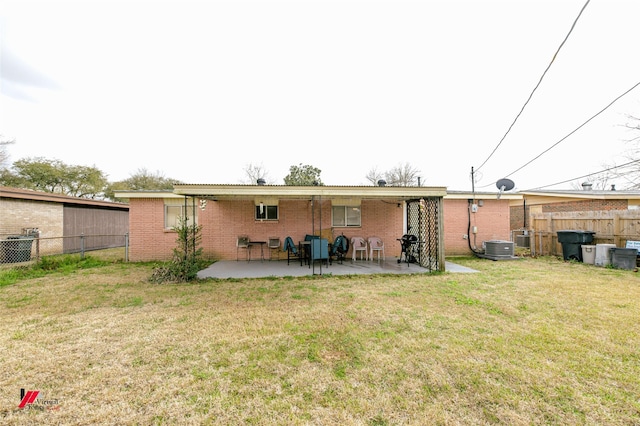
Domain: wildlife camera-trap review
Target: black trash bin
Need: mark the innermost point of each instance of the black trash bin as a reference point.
══════
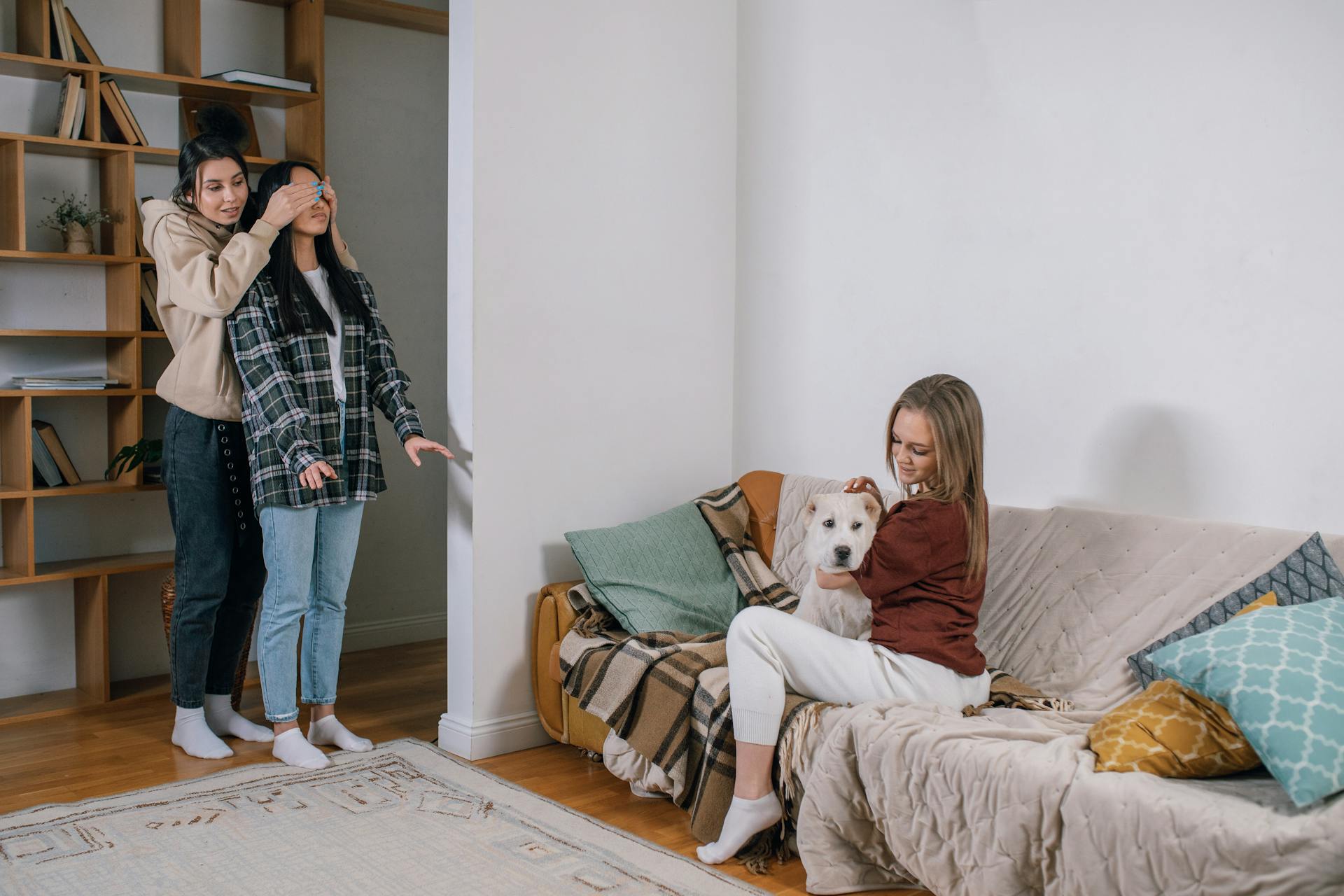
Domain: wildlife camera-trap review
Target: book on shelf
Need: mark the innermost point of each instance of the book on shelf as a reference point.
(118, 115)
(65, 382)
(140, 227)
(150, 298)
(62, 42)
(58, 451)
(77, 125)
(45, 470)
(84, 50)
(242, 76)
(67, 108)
══════
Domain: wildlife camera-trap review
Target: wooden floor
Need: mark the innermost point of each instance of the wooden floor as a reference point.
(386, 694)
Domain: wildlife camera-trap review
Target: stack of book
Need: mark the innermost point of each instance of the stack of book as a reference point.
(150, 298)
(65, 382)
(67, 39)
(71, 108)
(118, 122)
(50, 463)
══════
#### [WHAT TO WORK ON]
Which lines of the records above hold the word "trash"? Copy each of them.

#### [SOLUTION FOR THIS EXERCISE]
Target: black trash bin
Need: mark the innermost point of each instance of the black trash bin as a reference point.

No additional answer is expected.